▶ Text to read:
--- START ---
[comp.arch] AMD 29000 byte access -- apology and further commentary

gnu@hoptoad.UUCP (04/05/87)

I stand somewhat corrected.  The AMD 29000 does have byte insert and
extract operations.  They work register-to-register, and take one
cycle.  They *do* depend on state hidden in the system's status
register (the low 2 bits of the last address loaded) so an optimizer is
not free to move the instruction past another load, but they're better
than shifts and masks for sure.  At the time of my posting, I didn't
have the real 29000 manual; it has since arrived.  (Thanx to Phil Ngai for
posting how to order it.)

I said:
> In other words, the designers of the 29000 did not think at all
> about typical Unix code...
In article <15337@amdcad.UUCP>, tim@amdcad.UUCP (Tim Olson) writes:
> Ok, we have taken  deep breaths and counted to 10, so now we can respond
> without flaming (that comment *is* a personal insult).

Sorry for the 'personalness' of the insult; it was unintended.  My 
complaint was with the architecture, not the designers.  I said it badly,
and I'm sorry.
--- END ---
▶ Data:
--- START ---
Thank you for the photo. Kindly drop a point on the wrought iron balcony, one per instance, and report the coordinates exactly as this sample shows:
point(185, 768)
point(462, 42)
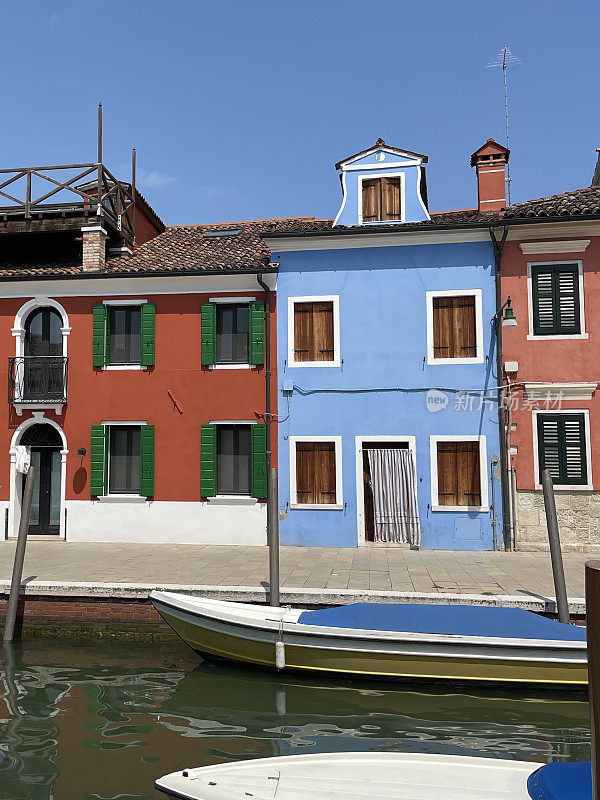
--- END ---
▶ Problem statement:
Copy the post on AMD 29000 byte access, everything from "gnu@hoptoad.UUCP (04/05/87)" down to "to order it.)", and change "optimizer" to "compiler".

▶ Right answer:
gnu@hoptoad.UUCP (04/05/87)

I stand somewhat corrected.  The AMD 29000 does have byte insert and
extract operations.  They work register-to-register, and take one
cycle.  They *do* depend on state hidden in the system's status
register (the low 2 bits of the last address loaded) so an compiler is
not free to move the instruction past another load, but they're better
than shifts and masks for sure.  At the time of my posting, I didn't
have the real 29000 manual; it has since arrived.  (Thanx to Phil Ngai for
posting how to order it.)